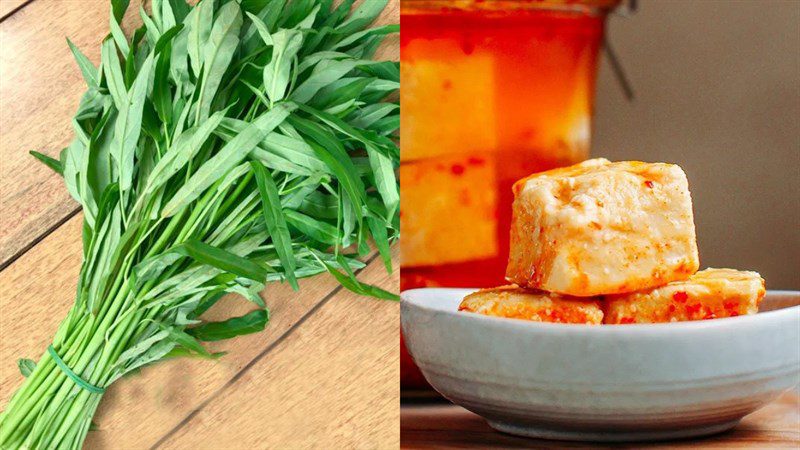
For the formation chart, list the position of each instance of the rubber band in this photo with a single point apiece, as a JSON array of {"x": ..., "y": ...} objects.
[{"x": 83, "y": 384}]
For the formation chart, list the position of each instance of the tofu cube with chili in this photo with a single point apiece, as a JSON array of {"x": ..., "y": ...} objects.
[
  {"x": 602, "y": 228},
  {"x": 440, "y": 196},
  {"x": 708, "y": 294},
  {"x": 538, "y": 306}
]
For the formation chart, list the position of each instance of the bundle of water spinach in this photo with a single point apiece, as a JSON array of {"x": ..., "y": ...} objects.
[{"x": 220, "y": 147}]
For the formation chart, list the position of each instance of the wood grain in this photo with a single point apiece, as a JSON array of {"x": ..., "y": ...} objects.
[
  {"x": 8, "y": 6},
  {"x": 334, "y": 383},
  {"x": 40, "y": 89},
  {"x": 39, "y": 92},
  {"x": 440, "y": 425}
]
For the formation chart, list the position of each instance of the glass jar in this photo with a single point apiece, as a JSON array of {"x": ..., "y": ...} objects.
[{"x": 492, "y": 91}]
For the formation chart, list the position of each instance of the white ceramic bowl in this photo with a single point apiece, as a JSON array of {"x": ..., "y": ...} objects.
[{"x": 604, "y": 383}]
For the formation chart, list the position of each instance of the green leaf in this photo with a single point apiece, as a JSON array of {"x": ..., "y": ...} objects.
[
  {"x": 352, "y": 284},
  {"x": 183, "y": 149},
  {"x": 199, "y": 22},
  {"x": 166, "y": 38},
  {"x": 88, "y": 70},
  {"x": 381, "y": 238},
  {"x": 324, "y": 73},
  {"x": 252, "y": 322},
  {"x": 186, "y": 341},
  {"x": 315, "y": 229},
  {"x": 385, "y": 179},
  {"x": 286, "y": 44},
  {"x": 222, "y": 259},
  {"x": 234, "y": 152},
  {"x": 364, "y": 15},
  {"x": 331, "y": 151},
  {"x": 26, "y": 366},
  {"x": 118, "y": 8},
  {"x": 275, "y": 220},
  {"x": 129, "y": 126},
  {"x": 52, "y": 163},
  {"x": 112, "y": 73},
  {"x": 218, "y": 53},
  {"x": 117, "y": 33}
]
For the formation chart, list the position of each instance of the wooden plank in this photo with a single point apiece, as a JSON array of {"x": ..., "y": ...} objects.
[
  {"x": 38, "y": 290},
  {"x": 333, "y": 383},
  {"x": 439, "y": 425},
  {"x": 8, "y": 6},
  {"x": 39, "y": 93}
]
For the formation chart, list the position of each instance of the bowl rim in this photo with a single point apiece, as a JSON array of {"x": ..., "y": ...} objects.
[{"x": 408, "y": 300}]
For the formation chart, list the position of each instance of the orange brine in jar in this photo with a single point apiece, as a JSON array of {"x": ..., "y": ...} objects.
[{"x": 492, "y": 91}]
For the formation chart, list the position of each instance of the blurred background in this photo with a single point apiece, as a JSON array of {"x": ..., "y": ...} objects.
[{"x": 717, "y": 90}]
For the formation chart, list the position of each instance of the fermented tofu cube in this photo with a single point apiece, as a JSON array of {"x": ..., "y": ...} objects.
[
  {"x": 444, "y": 103},
  {"x": 709, "y": 294},
  {"x": 538, "y": 306},
  {"x": 602, "y": 228},
  {"x": 448, "y": 211}
]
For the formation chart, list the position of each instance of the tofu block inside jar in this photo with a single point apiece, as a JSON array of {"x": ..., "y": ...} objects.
[
  {"x": 602, "y": 228},
  {"x": 708, "y": 294}
]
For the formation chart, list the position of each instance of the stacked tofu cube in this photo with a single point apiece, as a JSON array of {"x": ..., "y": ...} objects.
[{"x": 614, "y": 238}]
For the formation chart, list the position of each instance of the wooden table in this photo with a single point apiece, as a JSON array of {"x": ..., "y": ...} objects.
[
  {"x": 436, "y": 425},
  {"x": 323, "y": 374}
]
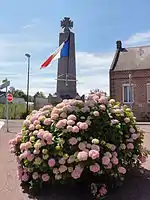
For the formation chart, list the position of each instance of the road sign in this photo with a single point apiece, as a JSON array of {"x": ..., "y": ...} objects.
[
  {"x": 4, "y": 85},
  {"x": 9, "y": 97}
]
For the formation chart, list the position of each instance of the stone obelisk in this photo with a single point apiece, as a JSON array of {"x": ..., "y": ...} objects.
[{"x": 66, "y": 75}]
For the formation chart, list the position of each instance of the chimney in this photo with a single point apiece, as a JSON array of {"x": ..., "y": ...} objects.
[{"x": 119, "y": 44}]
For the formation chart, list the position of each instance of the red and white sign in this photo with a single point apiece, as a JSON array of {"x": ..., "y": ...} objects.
[{"x": 10, "y": 97}]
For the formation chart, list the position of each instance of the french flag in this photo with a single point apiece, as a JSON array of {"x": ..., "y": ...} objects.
[{"x": 61, "y": 51}]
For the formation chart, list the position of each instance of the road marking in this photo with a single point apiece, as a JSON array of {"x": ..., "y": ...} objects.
[{"x": 1, "y": 124}]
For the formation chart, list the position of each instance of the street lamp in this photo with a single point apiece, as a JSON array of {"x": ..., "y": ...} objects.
[{"x": 28, "y": 57}]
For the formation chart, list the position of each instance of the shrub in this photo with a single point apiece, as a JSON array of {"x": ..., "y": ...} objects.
[{"x": 96, "y": 141}]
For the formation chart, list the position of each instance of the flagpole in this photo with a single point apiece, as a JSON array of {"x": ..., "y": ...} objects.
[{"x": 68, "y": 60}]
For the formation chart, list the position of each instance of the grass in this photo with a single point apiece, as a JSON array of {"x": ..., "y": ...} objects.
[{"x": 16, "y": 111}]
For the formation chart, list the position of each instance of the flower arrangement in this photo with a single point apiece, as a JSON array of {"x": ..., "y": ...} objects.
[{"x": 95, "y": 141}]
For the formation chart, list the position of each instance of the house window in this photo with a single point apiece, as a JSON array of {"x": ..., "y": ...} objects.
[
  {"x": 127, "y": 94},
  {"x": 148, "y": 92}
]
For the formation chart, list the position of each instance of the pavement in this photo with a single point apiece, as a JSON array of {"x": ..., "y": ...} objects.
[{"x": 135, "y": 187}]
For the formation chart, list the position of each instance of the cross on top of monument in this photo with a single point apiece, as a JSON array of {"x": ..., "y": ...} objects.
[{"x": 66, "y": 24}]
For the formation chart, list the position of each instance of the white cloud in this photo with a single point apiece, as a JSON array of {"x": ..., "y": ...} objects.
[
  {"x": 92, "y": 68},
  {"x": 138, "y": 39}
]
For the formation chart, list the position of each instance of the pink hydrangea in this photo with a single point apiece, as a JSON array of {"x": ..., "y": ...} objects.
[
  {"x": 95, "y": 168},
  {"x": 45, "y": 177},
  {"x": 73, "y": 141},
  {"x": 72, "y": 117},
  {"x": 94, "y": 154},
  {"x": 75, "y": 129},
  {"x": 130, "y": 146},
  {"x": 82, "y": 156},
  {"x": 122, "y": 170},
  {"x": 105, "y": 160},
  {"x": 82, "y": 146},
  {"x": 51, "y": 162}
]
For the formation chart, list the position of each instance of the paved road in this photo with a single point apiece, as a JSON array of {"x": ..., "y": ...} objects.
[{"x": 134, "y": 188}]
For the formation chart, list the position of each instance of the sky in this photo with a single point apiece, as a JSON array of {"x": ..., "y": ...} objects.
[{"x": 33, "y": 27}]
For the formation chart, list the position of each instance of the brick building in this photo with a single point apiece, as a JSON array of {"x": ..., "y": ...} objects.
[{"x": 130, "y": 79}]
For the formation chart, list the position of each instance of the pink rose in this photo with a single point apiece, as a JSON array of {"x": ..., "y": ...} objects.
[
  {"x": 31, "y": 127},
  {"x": 93, "y": 154},
  {"x": 130, "y": 146},
  {"x": 95, "y": 147},
  {"x": 83, "y": 126},
  {"x": 73, "y": 141},
  {"x": 102, "y": 107},
  {"x": 109, "y": 166},
  {"x": 115, "y": 161},
  {"x": 61, "y": 123},
  {"x": 45, "y": 177},
  {"x": 62, "y": 168},
  {"x": 35, "y": 175},
  {"x": 142, "y": 159},
  {"x": 72, "y": 117},
  {"x": 51, "y": 162},
  {"x": 113, "y": 147},
  {"x": 102, "y": 191},
  {"x": 47, "y": 122},
  {"x": 114, "y": 154},
  {"x": 96, "y": 113},
  {"x": 82, "y": 146},
  {"x": 62, "y": 161},
  {"x": 82, "y": 156},
  {"x": 95, "y": 168},
  {"x": 105, "y": 160},
  {"x": 75, "y": 129},
  {"x": 134, "y": 136},
  {"x": 25, "y": 177},
  {"x": 122, "y": 170},
  {"x": 30, "y": 157},
  {"x": 69, "y": 128},
  {"x": 70, "y": 122},
  {"x": 75, "y": 174},
  {"x": 55, "y": 171}
]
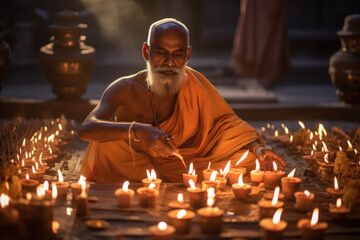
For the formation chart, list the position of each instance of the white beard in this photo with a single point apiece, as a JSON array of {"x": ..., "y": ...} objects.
[{"x": 164, "y": 84}]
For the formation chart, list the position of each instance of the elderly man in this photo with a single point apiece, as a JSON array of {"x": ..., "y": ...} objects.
[{"x": 144, "y": 120}]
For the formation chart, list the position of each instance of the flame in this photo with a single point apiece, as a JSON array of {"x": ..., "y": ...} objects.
[
  {"x": 181, "y": 213},
  {"x": 46, "y": 185},
  {"x": 336, "y": 185},
  {"x": 276, "y": 196},
  {"x": 325, "y": 148},
  {"x": 274, "y": 166},
  {"x": 227, "y": 168},
  {"x": 314, "y": 217},
  {"x": 162, "y": 226},
  {"x": 292, "y": 173},
  {"x": 210, "y": 202},
  {"x": 192, "y": 184},
  {"x": 213, "y": 176},
  {"x": 302, "y": 125},
  {"x": 126, "y": 186},
  {"x": 286, "y": 130},
  {"x": 242, "y": 157},
  {"x": 326, "y": 157},
  {"x": 55, "y": 227},
  {"x": 54, "y": 191},
  {"x": 240, "y": 181},
  {"x": 277, "y": 215},
  {"x": 4, "y": 200},
  {"x": 180, "y": 198},
  {"x": 60, "y": 176},
  {"x": 69, "y": 211},
  {"x": 191, "y": 168},
  {"x": 257, "y": 168}
]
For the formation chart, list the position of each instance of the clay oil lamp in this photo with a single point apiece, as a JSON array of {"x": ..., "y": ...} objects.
[
  {"x": 179, "y": 204},
  {"x": 210, "y": 218},
  {"x": 290, "y": 185},
  {"x": 207, "y": 172},
  {"x": 267, "y": 207},
  {"x": 162, "y": 231},
  {"x": 124, "y": 196},
  {"x": 338, "y": 209},
  {"x": 211, "y": 183},
  {"x": 190, "y": 175},
  {"x": 303, "y": 201},
  {"x": 197, "y": 196},
  {"x": 82, "y": 203},
  {"x": 273, "y": 228},
  {"x": 241, "y": 190},
  {"x": 335, "y": 192},
  {"x": 147, "y": 196},
  {"x": 273, "y": 178},
  {"x": 257, "y": 176},
  {"x": 235, "y": 171},
  {"x": 151, "y": 178},
  {"x": 62, "y": 187},
  {"x": 76, "y": 187},
  {"x": 181, "y": 220},
  {"x": 29, "y": 185},
  {"x": 312, "y": 229},
  {"x": 221, "y": 180}
]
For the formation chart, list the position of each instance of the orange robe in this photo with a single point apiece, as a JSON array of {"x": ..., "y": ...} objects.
[{"x": 204, "y": 128}]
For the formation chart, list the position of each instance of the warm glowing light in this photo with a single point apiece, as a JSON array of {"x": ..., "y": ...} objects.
[
  {"x": 55, "y": 227},
  {"x": 181, "y": 213},
  {"x": 4, "y": 200},
  {"x": 213, "y": 176},
  {"x": 53, "y": 191},
  {"x": 276, "y": 196},
  {"x": 336, "y": 185},
  {"x": 240, "y": 181},
  {"x": 314, "y": 217},
  {"x": 257, "y": 168},
  {"x": 192, "y": 184},
  {"x": 69, "y": 211},
  {"x": 242, "y": 157},
  {"x": 162, "y": 226},
  {"x": 302, "y": 125},
  {"x": 126, "y": 186},
  {"x": 326, "y": 157},
  {"x": 180, "y": 198},
  {"x": 292, "y": 173},
  {"x": 277, "y": 215},
  {"x": 274, "y": 166},
  {"x": 338, "y": 202}
]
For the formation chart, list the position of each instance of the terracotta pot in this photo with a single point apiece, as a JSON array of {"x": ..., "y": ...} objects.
[
  {"x": 67, "y": 62},
  {"x": 345, "y": 63},
  {"x": 4, "y": 56}
]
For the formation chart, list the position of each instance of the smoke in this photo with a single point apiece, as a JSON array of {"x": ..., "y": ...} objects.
[{"x": 122, "y": 22}]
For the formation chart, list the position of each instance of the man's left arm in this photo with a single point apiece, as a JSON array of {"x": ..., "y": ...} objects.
[{"x": 266, "y": 156}]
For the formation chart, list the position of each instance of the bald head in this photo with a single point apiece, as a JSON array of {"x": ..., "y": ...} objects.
[{"x": 168, "y": 25}]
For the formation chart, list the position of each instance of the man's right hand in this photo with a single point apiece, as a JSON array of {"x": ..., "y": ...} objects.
[{"x": 153, "y": 141}]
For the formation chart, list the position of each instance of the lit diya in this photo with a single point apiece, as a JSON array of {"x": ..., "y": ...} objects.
[
  {"x": 335, "y": 192},
  {"x": 190, "y": 175}
]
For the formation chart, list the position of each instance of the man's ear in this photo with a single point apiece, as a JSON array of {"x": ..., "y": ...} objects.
[
  {"x": 188, "y": 54},
  {"x": 145, "y": 51}
]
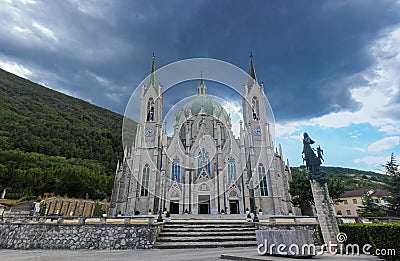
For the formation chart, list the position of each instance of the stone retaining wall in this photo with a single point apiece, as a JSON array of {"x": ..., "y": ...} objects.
[
  {"x": 311, "y": 227},
  {"x": 46, "y": 236}
]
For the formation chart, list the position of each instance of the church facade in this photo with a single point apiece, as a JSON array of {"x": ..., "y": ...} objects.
[{"x": 202, "y": 168}]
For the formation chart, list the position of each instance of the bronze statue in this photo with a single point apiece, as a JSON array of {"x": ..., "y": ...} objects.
[{"x": 313, "y": 162}]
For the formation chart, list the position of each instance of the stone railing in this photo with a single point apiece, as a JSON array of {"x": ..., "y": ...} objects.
[
  {"x": 78, "y": 220},
  {"x": 306, "y": 220}
]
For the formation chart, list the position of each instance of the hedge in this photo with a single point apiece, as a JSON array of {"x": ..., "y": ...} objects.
[{"x": 380, "y": 236}]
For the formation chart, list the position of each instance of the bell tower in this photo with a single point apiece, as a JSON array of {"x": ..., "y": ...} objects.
[
  {"x": 257, "y": 139},
  {"x": 146, "y": 164}
]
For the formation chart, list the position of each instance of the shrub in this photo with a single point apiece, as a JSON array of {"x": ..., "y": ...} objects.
[
  {"x": 98, "y": 210},
  {"x": 379, "y": 236}
]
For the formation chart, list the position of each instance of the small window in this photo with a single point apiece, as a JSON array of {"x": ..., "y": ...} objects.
[{"x": 144, "y": 191}]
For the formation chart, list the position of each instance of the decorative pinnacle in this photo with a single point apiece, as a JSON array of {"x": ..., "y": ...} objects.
[
  {"x": 153, "y": 78},
  {"x": 202, "y": 88}
]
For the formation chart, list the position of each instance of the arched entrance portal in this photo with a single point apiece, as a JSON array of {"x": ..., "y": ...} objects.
[{"x": 204, "y": 204}]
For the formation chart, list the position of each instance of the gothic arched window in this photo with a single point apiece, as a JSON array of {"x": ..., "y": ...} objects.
[
  {"x": 176, "y": 171},
  {"x": 203, "y": 161},
  {"x": 144, "y": 191},
  {"x": 263, "y": 180},
  {"x": 255, "y": 107},
  {"x": 231, "y": 170},
  {"x": 150, "y": 110}
]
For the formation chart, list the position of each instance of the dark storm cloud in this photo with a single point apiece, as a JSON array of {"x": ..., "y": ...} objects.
[{"x": 303, "y": 49}]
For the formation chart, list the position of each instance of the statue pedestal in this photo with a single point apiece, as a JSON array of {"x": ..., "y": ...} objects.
[{"x": 325, "y": 212}]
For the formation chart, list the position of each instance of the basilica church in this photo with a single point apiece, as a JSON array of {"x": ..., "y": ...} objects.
[{"x": 203, "y": 168}]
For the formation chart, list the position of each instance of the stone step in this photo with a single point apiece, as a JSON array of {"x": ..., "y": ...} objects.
[
  {"x": 203, "y": 229},
  {"x": 208, "y": 233},
  {"x": 167, "y": 225},
  {"x": 172, "y": 245},
  {"x": 207, "y": 238}
]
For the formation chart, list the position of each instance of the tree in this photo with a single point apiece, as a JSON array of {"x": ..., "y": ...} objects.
[
  {"x": 336, "y": 188},
  {"x": 392, "y": 169},
  {"x": 369, "y": 207}
]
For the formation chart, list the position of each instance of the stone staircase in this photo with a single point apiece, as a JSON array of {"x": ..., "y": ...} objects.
[{"x": 206, "y": 234}]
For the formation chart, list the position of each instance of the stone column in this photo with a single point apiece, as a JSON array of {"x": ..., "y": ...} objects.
[{"x": 325, "y": 212}]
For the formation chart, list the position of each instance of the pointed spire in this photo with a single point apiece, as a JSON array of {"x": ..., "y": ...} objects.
[
  {"x": 202, "y": 88},
  {"x": 252, "y": 71},
  {"x": 153, "y": 78}
]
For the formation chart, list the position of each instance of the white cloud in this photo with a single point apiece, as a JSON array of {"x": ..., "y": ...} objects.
[
  {"x": 376, "y": 97},
  {"x": 384, "y": 144},
  {"x": 372, "y": 160},
  {"x": 359, "y": 149},
  {"x": 390, "y": 129},
  {"x": 46, "y": 31},
  {"x": 15, "y": 68}
]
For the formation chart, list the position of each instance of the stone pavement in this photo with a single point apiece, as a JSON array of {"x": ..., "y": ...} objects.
[{"x": 156, "y": 254}]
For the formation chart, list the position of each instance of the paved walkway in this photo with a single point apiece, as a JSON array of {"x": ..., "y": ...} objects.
[{"x": 156, "y": 254}]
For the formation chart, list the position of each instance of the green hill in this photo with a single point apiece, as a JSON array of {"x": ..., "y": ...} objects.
[
  {"x": 51, "y": 142},
  {"x": 357, "y": 179}
]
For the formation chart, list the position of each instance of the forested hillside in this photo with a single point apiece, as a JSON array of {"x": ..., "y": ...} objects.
[{"x": 51, "y": 142}]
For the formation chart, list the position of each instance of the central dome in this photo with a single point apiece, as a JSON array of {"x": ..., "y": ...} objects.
[{"x": 204, "y": 104}]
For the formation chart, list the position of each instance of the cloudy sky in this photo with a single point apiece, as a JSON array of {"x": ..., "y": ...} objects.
[{"x": 330, "y": 68}]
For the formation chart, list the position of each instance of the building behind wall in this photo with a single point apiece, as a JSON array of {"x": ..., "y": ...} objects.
[{"x": 203, "y": 168}]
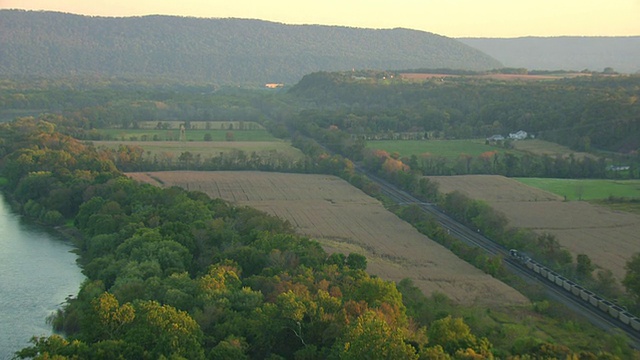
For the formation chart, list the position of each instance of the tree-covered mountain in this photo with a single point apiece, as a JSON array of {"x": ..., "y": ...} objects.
[
  {"x": 224, "y": 51},
  {"x": 564, "y": 53}
]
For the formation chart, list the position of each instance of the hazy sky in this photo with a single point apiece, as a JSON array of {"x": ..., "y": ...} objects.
[{"x": 453, "y": 18}]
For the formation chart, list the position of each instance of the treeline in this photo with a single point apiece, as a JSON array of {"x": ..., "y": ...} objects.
[
  {"x": 221, "y": 51},
  {"x": 585, "y": 114},
  {"x": 476, "y": 214},
  {"x": 174, "y": 274}
]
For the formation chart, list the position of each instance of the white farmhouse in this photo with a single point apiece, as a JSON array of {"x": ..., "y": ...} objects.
[{"x": 520, "y": 135}]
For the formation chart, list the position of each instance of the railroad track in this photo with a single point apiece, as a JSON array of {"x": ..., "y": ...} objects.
[{"x": 578, "y": 305}]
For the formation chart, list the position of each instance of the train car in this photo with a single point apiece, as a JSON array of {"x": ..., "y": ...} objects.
[
  {"x": 576, "y": 290},
  {"x": 625, "y": 317},
  {"x": 551, "y": 276},
  {"x": 536, "y": 267},
  {"x": 594, "y": 299},
  {"x": 615, "y": 310},
  {"x": 544, "y": 271},
  {"x": 604, "y": 305}
]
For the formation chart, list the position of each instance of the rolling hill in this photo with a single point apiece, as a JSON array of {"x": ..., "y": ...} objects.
[
  {"x": 563, "y": 53},
  {"x": 223, "y": 51}
]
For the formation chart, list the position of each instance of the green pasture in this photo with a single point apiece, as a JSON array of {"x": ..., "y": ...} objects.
[
  {"x": 450, "y": 149},
  {"x": 202, "y": 125},
  {"x": 190, "y": 135},
  {"x": 586, "y": 189},
  {"x": 210, "y": 148}
]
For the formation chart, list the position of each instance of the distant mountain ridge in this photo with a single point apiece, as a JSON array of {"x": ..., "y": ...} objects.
[
  {"x": 563, "y": 53},
  {"x": 225, "y": 51}
]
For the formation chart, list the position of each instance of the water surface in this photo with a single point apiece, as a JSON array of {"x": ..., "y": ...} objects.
[{"x": 37, "y": 272}]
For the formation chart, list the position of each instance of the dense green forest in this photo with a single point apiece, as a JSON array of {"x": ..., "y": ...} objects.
[
  {"x": 175, "y": 274},
  {"x": 220, "y": 51},
  {"x": 586, "y": 113}
]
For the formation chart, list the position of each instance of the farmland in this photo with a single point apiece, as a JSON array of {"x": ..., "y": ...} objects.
[
  {"x": 449, "y": 149},
  {"x": 346, "y": 220},
  {"x": 207, "y": 149},
  {"x": 586, "y": 189},
  {"x": 608, "y": 237},
  {"x": 452, "y": 149},
  {"x": 541, "y": 147}
]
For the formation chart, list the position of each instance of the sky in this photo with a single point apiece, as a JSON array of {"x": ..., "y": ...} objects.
[{"x": 452, "y": 18}]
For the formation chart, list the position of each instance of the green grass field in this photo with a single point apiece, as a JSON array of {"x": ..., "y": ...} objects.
[
  {"x": 191, "y": 135},
  {"x": 450, "y": 149},
  {"x": 586, "y": 189}
]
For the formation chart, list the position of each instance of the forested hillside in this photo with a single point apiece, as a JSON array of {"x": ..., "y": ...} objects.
[
  {"x": 585, "y": 113},
  {"x": 564, "y": 53},
  {"x": 224, "y": 51}
]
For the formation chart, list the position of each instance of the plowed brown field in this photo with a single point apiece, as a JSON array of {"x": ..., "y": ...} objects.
[
  {"x": 344, "y": 219},
  {"x": 608, "y": 237}
]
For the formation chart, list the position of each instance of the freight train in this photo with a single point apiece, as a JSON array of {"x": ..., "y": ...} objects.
[{"x": 578, "y": 291}]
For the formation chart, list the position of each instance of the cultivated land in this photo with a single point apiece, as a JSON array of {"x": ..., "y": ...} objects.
[
  {"x": 541, "y": 147},
  {"x": 208, "y": 149},
  {"x": 587, "y": 189},
  {"x": 608, "y": 237},
  {"x": 344, "y": 219},
  {"x": 450, "y": 149}
]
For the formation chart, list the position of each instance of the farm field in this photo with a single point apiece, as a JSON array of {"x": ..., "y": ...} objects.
[
  {"x": 586, "y": 189},
  {"x": 208, "y": 149},
  {"x": 608, "y": 237},
  {"x": 541, "y": 147},
  {"x": 501, "y": 77},
  {"x": 190, "y": 135},
  {"x": 344, "y": 219},
  {"x": 450, "y": 149}
]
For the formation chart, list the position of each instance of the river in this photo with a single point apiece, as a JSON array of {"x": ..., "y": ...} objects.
[{"x": 37, "y": 272}]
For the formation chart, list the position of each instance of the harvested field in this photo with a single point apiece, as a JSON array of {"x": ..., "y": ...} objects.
[
  {"x": 344, "y": 219},
  {"x": 503, "y": 77},
  {"x": 608, "y": 237}
]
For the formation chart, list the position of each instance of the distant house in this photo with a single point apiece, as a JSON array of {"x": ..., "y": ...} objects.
[
  {"x": 520, "y": 135},
  {"x": 618, "y": 167}
]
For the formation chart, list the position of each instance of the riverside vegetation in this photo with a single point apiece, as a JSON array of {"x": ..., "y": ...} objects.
[{"x": 176, "y": 274}]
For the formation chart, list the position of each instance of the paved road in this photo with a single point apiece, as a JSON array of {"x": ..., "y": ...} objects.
[{"x": 475, "y": 238}]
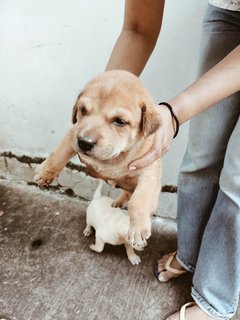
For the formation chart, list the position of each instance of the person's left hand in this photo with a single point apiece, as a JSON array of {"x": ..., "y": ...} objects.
[{"x": 162, "y": 140}]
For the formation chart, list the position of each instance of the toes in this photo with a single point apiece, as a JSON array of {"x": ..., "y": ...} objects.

****************************************

→ Written instruction:
Starting with the line that contains "the river in" and going on through the end of the listing, write those lines out again with "formation chart" switched to "placement sheet" and nothing else altered. Leave the pictures out of your answer.

→ Problem solution:
For the placement sheet, list the position of each instance of the river in this photo with a single point apiece, as a JSON array of {"x": ..., "y": ...} objects.
[{"x": 37, "y": 272}]
For the placement sheet, list the position of each instance of the harvested field in this photo with a single point apiece, as a JSON array of {"x": ..., "y": ...} objects.
[
  {"x": 344, "y": 219},
  {"x": 503, "y": 77},
  {"x": 608, "y": 237}
]
For the placement sheet, list the position of each instance of the distant house in this photo with a single point apiece, as a JSON array of {"x": ..., "y": ...} objects.
[
  {"x": 520, "y": 135},
  {"x": 618, "y": 167}
]
For the placement sheet, list the position of each instance of the riverside vegetation in this photo with a single point apiece, as a JSON array of {"x": ..., "y": ...} objects.
[{"x": 176, "y": 274}]
For the placement sheet, list the position of each instance of the paved road in this photo with a single point apiece, as a JSON array of {"x": ..., "y": ...} objects.
[{"x": 475, "y": 238}]
For the placement sheet, list the position of each instance of the person's left hand in this photo with a single point apiece, as a JSON array of {"x": ..., "y": ...} objects.
[{"x": 162, "y": 140}]
For the placement sheet, list the position of each instance of the toes in this photo with a single point apiece, as a JSON array of {"x": ..., "y": ...} objects.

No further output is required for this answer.